** START OF Data excerpts **

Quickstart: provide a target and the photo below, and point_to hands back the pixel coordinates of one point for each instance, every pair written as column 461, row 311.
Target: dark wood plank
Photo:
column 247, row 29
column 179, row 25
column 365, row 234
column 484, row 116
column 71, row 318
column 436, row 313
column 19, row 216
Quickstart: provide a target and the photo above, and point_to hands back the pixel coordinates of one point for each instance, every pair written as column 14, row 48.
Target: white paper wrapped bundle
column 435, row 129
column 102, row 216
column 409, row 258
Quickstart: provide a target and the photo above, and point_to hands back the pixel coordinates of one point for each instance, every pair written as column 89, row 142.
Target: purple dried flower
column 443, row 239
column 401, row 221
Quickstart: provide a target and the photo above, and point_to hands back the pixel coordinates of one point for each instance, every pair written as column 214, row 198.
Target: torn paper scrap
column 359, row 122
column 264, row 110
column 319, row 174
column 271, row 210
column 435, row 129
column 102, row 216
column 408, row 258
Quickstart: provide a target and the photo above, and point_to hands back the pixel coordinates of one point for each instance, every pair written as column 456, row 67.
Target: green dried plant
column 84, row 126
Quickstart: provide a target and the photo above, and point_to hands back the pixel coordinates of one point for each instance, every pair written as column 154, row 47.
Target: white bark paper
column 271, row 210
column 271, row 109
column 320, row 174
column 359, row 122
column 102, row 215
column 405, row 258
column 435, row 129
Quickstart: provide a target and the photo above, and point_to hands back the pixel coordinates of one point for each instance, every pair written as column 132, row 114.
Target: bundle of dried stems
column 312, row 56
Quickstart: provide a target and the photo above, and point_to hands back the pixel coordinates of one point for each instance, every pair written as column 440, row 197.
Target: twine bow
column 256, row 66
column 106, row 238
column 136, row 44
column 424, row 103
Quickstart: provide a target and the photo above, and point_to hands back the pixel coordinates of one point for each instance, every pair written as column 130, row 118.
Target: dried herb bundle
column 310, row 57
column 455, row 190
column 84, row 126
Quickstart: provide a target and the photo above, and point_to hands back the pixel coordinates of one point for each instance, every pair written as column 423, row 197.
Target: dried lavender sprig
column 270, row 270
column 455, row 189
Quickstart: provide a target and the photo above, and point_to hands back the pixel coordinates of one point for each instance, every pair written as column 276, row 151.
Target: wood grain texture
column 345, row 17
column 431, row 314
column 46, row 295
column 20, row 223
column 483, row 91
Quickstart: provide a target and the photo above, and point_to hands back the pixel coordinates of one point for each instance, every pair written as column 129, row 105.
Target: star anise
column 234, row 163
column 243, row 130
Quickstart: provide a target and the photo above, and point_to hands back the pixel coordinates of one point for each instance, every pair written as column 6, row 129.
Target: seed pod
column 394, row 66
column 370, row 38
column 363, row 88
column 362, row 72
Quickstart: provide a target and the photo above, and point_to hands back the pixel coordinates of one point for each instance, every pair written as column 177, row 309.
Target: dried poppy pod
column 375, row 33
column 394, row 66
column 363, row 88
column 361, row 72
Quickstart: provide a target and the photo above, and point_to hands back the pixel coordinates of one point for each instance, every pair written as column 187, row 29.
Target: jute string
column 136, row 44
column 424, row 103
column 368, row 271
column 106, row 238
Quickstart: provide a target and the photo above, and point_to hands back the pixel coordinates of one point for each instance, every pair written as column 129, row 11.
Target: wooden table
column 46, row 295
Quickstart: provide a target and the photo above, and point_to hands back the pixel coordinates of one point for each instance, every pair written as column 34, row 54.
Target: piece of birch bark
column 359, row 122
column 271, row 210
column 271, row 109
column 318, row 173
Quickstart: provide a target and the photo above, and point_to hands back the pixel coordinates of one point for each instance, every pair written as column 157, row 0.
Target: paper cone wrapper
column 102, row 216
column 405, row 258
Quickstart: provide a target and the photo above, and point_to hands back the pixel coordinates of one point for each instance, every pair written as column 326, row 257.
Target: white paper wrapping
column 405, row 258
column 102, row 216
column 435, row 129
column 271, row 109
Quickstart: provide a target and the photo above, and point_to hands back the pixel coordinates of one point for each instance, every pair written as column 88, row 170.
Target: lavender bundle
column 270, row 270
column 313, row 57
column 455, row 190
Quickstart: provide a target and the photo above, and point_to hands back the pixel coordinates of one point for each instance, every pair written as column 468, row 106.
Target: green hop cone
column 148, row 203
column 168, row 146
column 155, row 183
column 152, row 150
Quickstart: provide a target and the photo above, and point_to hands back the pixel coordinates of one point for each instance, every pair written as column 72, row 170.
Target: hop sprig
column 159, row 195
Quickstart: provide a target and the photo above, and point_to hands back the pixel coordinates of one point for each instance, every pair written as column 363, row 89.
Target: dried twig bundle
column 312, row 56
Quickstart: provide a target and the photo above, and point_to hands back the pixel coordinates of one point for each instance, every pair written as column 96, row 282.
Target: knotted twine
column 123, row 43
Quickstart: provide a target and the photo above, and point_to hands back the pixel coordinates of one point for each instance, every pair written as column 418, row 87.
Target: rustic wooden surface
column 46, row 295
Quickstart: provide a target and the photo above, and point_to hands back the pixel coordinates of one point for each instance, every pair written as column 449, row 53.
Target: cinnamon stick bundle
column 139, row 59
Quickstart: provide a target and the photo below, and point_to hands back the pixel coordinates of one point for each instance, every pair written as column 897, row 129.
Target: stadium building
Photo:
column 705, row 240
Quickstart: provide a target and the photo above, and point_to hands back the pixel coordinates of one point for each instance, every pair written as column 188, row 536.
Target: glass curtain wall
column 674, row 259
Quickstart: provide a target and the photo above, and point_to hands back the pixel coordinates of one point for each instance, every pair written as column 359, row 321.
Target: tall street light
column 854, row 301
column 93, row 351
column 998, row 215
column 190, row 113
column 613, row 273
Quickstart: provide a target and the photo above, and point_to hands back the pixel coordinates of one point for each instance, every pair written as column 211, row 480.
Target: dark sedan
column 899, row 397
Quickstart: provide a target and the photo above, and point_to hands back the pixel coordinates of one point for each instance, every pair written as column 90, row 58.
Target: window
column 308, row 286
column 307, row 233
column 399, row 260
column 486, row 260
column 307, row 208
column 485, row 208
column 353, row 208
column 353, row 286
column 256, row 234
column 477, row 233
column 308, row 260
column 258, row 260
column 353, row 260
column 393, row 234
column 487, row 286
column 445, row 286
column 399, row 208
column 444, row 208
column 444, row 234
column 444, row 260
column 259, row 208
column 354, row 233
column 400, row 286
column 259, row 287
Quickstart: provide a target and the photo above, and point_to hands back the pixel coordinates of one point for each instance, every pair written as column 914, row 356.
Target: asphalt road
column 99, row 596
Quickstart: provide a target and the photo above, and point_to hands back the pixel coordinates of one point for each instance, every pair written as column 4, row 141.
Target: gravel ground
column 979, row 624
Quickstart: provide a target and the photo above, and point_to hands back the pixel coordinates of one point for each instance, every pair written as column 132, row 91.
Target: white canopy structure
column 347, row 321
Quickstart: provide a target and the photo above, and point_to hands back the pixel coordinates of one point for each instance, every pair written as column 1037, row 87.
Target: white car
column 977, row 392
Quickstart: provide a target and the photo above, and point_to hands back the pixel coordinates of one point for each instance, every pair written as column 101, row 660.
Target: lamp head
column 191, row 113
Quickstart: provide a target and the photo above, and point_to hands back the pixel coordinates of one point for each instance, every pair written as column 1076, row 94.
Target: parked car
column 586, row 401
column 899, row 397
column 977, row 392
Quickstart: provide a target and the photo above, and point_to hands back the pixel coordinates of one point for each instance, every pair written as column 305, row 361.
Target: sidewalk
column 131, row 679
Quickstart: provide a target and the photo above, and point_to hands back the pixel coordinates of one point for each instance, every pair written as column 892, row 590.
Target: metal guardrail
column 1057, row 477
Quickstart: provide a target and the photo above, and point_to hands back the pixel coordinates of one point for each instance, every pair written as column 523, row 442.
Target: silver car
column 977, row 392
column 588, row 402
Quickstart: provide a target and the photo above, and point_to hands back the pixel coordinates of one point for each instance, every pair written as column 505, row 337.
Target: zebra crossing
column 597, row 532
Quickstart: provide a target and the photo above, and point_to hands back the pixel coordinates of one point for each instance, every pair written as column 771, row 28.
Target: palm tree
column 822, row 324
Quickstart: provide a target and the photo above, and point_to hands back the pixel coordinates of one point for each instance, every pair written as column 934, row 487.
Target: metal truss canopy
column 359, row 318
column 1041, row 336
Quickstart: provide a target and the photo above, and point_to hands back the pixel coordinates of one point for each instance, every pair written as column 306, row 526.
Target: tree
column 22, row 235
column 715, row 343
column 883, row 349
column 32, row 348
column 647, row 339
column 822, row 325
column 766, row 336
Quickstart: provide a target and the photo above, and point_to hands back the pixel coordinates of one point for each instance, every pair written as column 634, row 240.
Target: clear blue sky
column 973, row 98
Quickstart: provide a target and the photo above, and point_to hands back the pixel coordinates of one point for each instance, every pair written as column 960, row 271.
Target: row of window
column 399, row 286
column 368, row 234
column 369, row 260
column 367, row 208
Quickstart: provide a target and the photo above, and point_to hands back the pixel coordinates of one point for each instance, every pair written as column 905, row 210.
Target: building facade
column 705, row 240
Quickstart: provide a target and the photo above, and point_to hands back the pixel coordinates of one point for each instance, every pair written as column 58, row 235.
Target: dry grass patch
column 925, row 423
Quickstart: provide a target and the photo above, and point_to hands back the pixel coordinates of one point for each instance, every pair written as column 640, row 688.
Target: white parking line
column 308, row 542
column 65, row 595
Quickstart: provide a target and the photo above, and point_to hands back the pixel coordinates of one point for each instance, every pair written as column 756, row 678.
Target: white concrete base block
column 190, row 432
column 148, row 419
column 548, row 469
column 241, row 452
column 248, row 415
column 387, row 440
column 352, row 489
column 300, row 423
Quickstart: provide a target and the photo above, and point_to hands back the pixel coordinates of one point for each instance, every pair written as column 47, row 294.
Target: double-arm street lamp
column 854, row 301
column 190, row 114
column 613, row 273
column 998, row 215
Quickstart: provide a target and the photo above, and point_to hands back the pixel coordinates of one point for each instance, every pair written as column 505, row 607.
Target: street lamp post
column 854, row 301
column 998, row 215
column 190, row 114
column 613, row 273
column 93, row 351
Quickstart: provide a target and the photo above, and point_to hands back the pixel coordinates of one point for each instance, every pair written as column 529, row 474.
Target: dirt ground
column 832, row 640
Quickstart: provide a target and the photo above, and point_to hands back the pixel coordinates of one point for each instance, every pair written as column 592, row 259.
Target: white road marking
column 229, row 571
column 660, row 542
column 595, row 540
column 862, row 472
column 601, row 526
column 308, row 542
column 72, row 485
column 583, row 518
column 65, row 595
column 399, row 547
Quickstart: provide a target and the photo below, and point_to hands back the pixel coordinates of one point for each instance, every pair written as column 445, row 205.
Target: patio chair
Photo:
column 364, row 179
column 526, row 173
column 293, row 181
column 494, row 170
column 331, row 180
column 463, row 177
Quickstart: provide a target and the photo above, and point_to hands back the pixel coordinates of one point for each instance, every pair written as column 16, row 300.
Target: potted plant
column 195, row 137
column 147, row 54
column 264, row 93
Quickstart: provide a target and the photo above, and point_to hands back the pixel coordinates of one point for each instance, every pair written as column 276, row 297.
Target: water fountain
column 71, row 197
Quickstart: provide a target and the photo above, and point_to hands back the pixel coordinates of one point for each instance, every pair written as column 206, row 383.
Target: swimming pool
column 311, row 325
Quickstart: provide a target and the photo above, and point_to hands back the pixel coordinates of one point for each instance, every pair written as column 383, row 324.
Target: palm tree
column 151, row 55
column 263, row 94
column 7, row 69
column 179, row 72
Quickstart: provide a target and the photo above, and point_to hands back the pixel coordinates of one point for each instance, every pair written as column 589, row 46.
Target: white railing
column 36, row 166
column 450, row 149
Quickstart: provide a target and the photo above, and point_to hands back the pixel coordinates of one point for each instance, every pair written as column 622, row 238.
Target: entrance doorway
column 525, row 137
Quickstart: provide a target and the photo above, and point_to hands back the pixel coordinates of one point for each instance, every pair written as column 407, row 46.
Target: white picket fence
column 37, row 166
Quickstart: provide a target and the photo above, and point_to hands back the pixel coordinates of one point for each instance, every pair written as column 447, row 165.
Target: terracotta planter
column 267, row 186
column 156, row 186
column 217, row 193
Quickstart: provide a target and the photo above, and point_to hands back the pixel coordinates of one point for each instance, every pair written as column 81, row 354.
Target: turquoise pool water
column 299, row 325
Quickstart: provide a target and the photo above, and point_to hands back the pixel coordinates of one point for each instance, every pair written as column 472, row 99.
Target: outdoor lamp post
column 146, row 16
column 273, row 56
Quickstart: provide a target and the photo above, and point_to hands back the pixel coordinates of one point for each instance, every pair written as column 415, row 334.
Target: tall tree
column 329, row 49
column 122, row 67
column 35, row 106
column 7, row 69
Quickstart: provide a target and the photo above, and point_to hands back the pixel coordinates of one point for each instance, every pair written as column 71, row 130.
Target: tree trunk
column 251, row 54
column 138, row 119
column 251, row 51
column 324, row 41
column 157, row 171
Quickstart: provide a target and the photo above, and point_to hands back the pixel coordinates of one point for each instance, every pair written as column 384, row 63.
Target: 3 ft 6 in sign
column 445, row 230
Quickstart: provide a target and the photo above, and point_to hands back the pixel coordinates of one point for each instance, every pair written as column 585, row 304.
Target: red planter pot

** END OF Data excerpts **

- **What this task involves**
Retype the lines of the material above, from the line containing "914, row 356." through the line containing "column 347, row 321", both included, reproducing each one without changes.

- **Finished exercise**
Quickstart: provide a target and the photo above, and point_to hands back the pixel coordinates of one point for each instance, every pair written as column 914, row 356.
Target: asphalt road
column 99, row 596
Quickstart: provide a target and the photo above, and point_to hands back the pixel coordinates of one point for each instance, every pair written as column 4, row 141.
Target: gravel ground
column 979, row 624
Quickstart: provide a target and the photo above, and point_to hands back the pixel coordinates of one point for each instance, every pair written as column 132, row 91.
Target: white canopy structure
column 347, row 321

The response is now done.